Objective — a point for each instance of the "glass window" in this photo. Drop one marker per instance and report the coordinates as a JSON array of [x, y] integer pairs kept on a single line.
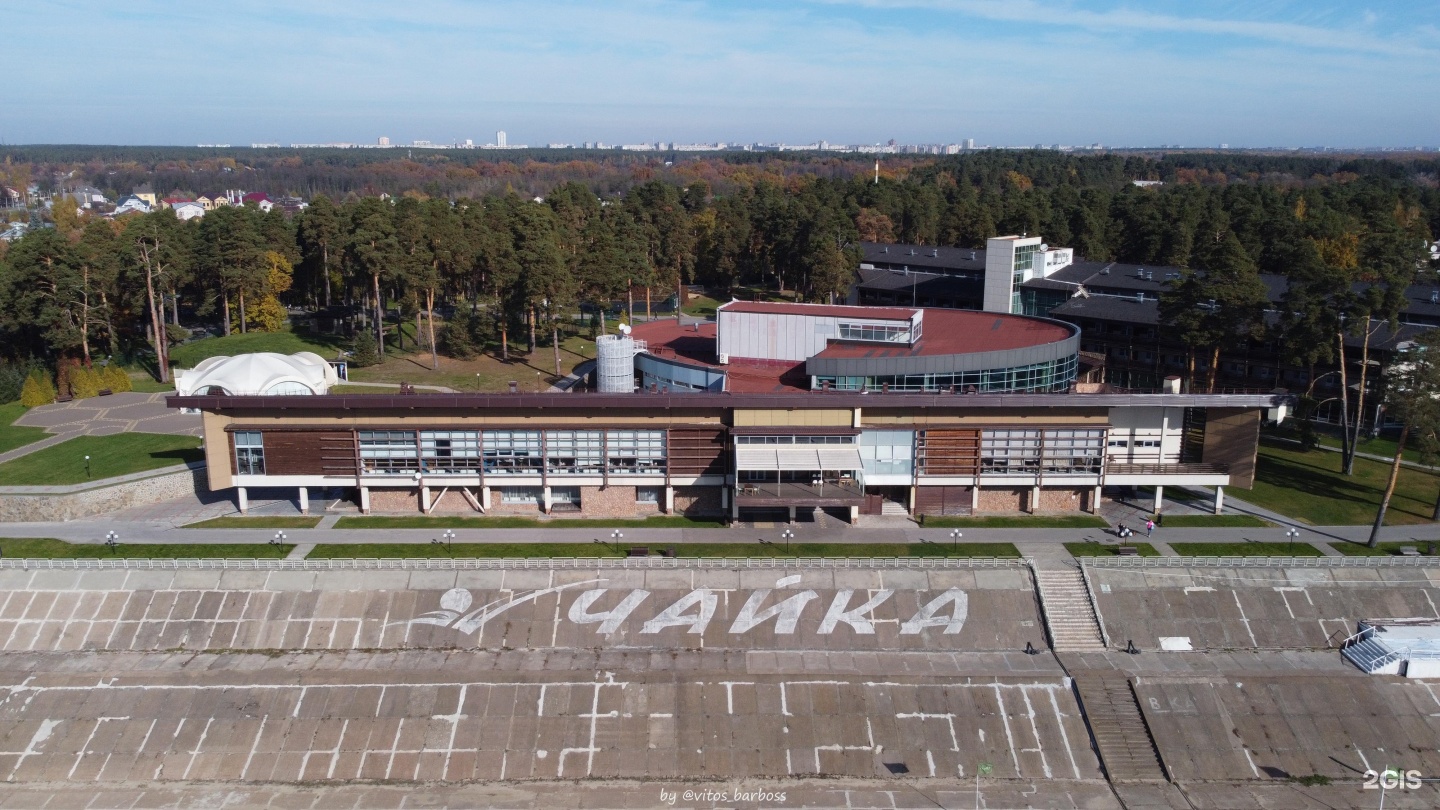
[[450, 451], [573, 453], [520, 495], [388, 451], [249, 453], [511, 453], [635, 453]]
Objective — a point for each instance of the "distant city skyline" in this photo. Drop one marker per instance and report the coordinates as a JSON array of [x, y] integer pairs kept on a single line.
[[1004, 72]]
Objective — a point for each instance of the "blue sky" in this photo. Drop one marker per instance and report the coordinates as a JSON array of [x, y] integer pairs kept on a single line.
[[1200, 72]]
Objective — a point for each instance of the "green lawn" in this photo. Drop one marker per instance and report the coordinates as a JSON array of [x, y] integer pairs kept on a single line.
[[1106, 549], [15, 435], [257, 522], [1246, 549], [187, 355], [330, 551], [461, 522], [1214, 522], [1309, 487], [110, 456], [1017, 522], [1384, 549], [46, 548]]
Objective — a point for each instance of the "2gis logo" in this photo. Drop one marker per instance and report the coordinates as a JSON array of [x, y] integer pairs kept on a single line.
[[1391, 779]]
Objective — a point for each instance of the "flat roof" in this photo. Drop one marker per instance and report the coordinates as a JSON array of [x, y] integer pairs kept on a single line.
[[820, 310]]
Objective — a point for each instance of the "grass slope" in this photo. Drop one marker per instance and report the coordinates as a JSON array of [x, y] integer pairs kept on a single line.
[[334, 551], [15, 435], [1309, 487], [117, 454], [48, 548]]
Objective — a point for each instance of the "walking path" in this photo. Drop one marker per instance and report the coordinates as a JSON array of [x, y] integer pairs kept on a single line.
[[102, 415]]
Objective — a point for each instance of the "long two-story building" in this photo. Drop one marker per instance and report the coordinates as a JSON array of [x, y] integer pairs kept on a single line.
[[847, 410]]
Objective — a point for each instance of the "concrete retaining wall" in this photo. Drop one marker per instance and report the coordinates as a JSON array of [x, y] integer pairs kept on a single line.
[[25, 505]]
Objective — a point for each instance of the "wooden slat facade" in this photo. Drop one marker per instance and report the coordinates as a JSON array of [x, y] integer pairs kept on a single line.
[[948, 453], [310, 453], [697, 451], [942, 500]]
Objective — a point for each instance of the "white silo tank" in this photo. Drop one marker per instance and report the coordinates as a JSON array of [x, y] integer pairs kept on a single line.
[[615, 363]]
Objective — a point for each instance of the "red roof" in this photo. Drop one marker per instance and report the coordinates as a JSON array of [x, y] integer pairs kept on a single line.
[[961, 332], [818, 310], [946, 332]]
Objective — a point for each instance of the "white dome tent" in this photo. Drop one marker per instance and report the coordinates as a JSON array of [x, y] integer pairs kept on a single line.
[[265, 374]]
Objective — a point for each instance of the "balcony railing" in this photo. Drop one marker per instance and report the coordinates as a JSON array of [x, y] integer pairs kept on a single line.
[[1167, 469]]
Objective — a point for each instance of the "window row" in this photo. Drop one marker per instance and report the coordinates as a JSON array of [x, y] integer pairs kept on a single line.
[[795, 440], [1054, 375], [514, 453]]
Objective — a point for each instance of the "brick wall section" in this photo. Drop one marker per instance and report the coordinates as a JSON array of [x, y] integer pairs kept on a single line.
[[1004, 499], [101, 500], [699, 500], [615, 502]]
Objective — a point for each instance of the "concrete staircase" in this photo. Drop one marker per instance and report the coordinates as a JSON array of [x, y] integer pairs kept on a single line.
[[893, 509], [1119, 728], [1374, 657], [1073, 627]]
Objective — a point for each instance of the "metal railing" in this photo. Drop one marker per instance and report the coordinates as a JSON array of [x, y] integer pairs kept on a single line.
[[504, 564], [1167, 469], [1260, 561]]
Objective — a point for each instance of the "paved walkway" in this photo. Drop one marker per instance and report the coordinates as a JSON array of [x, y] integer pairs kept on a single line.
[[104, 415]]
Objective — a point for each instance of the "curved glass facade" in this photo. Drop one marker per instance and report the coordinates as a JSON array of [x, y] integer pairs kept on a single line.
[[1050, 375]]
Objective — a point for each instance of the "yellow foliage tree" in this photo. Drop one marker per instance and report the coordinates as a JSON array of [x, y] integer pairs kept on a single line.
[[270, 313]]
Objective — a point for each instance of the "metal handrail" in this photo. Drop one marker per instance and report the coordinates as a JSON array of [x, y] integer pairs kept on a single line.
[[493, 564], [1260, 561]]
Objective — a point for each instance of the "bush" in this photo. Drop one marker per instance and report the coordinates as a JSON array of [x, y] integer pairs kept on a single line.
[[38, 389], [12, 381], [84, 382], [363, 350], [114, 378]]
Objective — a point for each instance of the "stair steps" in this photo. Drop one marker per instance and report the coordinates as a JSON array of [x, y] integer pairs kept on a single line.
[[1119, 728], [1069, 613]]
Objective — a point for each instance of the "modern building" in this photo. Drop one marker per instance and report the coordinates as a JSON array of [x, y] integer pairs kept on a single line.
[[776, 411]]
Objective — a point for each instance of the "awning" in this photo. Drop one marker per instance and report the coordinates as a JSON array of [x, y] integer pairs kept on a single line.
[[815, 457]]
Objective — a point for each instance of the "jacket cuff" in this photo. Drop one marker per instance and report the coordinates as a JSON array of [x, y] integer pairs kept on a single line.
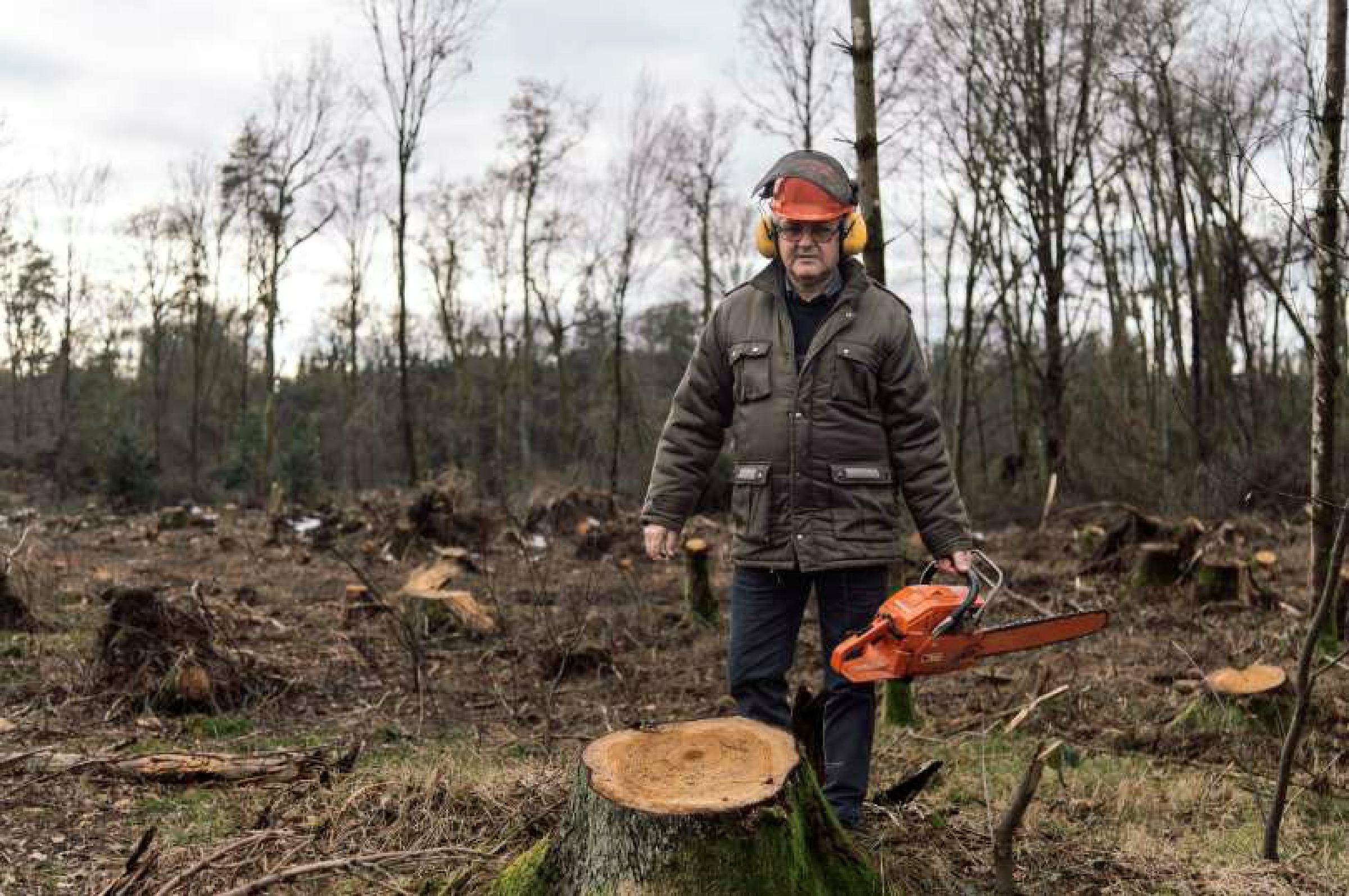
[[669, 521]]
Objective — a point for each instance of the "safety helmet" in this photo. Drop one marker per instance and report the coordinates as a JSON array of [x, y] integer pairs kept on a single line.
[[808, 185]]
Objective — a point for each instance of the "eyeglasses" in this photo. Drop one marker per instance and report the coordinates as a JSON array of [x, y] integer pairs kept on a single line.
[[794, 231]]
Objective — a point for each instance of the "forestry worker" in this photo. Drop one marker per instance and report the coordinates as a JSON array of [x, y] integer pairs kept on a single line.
[[817, 372]]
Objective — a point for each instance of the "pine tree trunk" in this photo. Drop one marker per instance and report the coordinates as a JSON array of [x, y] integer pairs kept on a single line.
[[713, 807]]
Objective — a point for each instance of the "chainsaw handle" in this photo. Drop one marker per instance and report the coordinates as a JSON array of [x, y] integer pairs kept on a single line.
[[970, 597]]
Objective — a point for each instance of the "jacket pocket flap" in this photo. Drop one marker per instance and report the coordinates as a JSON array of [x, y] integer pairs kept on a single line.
[[861, 474], [750, 474], [749, 350], [858, 352]]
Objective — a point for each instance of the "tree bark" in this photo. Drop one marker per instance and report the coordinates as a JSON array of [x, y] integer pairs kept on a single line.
[[713, 807], [1327, 365], [868, 150]]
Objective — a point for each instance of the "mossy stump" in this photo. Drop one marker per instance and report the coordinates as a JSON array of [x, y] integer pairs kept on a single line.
[[698, 582], [1158, 564], [712, 807], [1216, 581]]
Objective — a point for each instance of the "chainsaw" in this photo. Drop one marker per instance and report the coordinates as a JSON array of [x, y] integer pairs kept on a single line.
[[930, 629]]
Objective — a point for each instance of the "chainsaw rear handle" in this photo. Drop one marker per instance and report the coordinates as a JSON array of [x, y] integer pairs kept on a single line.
[[970, 597]]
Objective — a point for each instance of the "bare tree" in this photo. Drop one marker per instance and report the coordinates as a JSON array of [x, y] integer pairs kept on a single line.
[[637, 180], [285, 161], [1328, 288], [157, 265], [423, 46], [541, 129], [861, 49], [793, 73], [700, 150], [356, 204], [76, 192]]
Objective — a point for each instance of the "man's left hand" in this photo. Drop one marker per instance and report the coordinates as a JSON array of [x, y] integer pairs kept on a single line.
[[957, 563]]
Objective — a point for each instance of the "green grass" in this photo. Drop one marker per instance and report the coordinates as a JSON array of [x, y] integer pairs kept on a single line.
[[192, 814]]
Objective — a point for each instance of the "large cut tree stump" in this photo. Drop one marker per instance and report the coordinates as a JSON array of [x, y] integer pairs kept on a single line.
[[714, 807]]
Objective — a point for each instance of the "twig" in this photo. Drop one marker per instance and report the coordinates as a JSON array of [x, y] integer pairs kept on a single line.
[[347, 863], [192, 871], [1003, 853], [1303, 686]]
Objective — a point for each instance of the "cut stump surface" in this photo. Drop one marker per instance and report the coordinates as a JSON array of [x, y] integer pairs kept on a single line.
[[713, 807]]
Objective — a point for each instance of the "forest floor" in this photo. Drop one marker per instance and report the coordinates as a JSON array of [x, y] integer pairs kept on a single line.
[[1169, 795]]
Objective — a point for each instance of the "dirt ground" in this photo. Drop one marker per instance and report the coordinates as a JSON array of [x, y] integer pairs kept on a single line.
[[470, 760]]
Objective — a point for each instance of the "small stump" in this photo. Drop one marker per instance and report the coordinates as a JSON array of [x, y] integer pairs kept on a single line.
[[698, 582], [1217, 581], [713, 807], [1158, 564]]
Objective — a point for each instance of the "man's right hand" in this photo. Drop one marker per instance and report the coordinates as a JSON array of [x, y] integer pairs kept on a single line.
[[662, 543]]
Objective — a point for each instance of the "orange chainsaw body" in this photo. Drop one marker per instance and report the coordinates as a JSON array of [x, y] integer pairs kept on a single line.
[[925, 631], [900, 644]]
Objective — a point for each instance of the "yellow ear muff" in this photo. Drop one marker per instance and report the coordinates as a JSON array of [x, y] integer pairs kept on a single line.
[[854, 238], [764, 238], [854, 235]]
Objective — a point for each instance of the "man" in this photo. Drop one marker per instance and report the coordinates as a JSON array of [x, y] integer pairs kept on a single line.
[[817, 373]]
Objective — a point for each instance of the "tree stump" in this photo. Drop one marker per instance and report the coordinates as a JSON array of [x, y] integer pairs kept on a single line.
[[1216, 581], [713, 807], [698, 582], [1158, 564]]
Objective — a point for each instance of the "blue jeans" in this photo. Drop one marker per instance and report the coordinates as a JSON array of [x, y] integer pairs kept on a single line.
[[767, 608]]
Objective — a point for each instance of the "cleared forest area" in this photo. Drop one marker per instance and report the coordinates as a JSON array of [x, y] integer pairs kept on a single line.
[[339, 723]]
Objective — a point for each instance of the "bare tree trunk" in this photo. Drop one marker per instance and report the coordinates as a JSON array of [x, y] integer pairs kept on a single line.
[[405, 397], [1327, 369], [868, 164]]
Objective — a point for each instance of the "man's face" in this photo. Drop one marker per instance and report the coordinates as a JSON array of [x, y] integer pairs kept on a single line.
[[810, 248]]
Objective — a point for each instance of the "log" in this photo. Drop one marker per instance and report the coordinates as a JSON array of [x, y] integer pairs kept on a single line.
[[698, 582], [1216, 581], [173, 768], [712, 807], [436, 608], [1158, 564]]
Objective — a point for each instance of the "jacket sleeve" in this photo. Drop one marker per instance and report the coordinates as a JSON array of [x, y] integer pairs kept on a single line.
[[918, 447], [692, 435]]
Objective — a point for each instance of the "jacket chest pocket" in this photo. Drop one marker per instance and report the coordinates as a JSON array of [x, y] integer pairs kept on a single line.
[[854, 373], [864, 504], [752, 369], [752, 501]]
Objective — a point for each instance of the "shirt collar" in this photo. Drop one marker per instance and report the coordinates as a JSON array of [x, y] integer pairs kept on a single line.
[[831, 289]]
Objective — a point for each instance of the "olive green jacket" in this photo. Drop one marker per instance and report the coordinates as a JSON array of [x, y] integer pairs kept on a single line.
[[820, 454]]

= Exercise description =
Please rewrite the listing from its start through the line containing "453], [635, 453]]", replacing "marker" with "pin" and changing nothing else. Leave the pictures out of your copy.

= Result of the exercise =
Objective — a point for each instance of the "glass window" in this photo. Drop one pin per instance and report the coordinates as a JSON array of [x, y] integer pairs kept on a single line.
[[450, 451], [573, 453], [520, 495], [388, 451], [249, 453], [511, 453], [635, 453]]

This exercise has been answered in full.